**ASSIGNMENT**
Go through the data below and return each line where the string "query" occurs.

============

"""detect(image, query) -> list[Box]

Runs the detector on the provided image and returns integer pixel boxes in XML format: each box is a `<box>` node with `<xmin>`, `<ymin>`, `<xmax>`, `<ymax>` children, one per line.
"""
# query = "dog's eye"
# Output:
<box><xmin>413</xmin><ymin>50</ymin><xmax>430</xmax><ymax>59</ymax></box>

============

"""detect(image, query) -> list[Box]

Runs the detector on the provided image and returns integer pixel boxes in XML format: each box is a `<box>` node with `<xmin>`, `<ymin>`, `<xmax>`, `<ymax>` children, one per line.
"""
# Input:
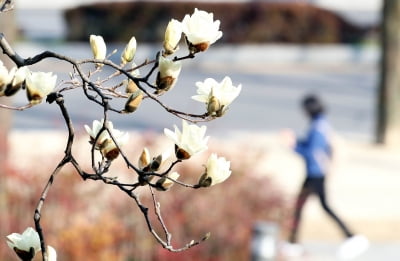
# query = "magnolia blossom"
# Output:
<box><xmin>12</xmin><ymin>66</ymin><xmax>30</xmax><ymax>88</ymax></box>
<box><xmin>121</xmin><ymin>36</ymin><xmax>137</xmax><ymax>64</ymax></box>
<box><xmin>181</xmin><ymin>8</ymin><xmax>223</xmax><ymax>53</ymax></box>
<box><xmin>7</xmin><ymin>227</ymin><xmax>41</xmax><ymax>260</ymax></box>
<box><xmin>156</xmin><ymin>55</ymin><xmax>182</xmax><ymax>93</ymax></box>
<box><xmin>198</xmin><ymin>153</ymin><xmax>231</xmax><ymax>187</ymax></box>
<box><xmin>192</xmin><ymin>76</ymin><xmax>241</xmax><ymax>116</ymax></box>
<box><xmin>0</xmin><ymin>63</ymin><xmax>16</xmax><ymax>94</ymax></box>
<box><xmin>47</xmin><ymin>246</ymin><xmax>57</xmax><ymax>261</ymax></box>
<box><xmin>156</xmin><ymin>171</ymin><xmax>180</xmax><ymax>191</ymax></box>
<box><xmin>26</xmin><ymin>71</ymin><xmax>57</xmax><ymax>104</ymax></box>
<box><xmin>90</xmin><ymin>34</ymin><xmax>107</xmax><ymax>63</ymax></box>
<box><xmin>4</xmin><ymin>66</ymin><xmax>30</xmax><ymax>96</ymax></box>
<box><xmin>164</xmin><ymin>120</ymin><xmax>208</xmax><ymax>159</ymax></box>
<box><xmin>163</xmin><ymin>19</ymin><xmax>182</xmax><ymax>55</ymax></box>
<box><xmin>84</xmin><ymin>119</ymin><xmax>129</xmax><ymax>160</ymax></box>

============

**FINISHED EXERCISE**
"""detect(image, query) -> list[Box]
# query = "dog's eye"
"""detect(image, query) -> list[Box]
# query = "magnolia blossom"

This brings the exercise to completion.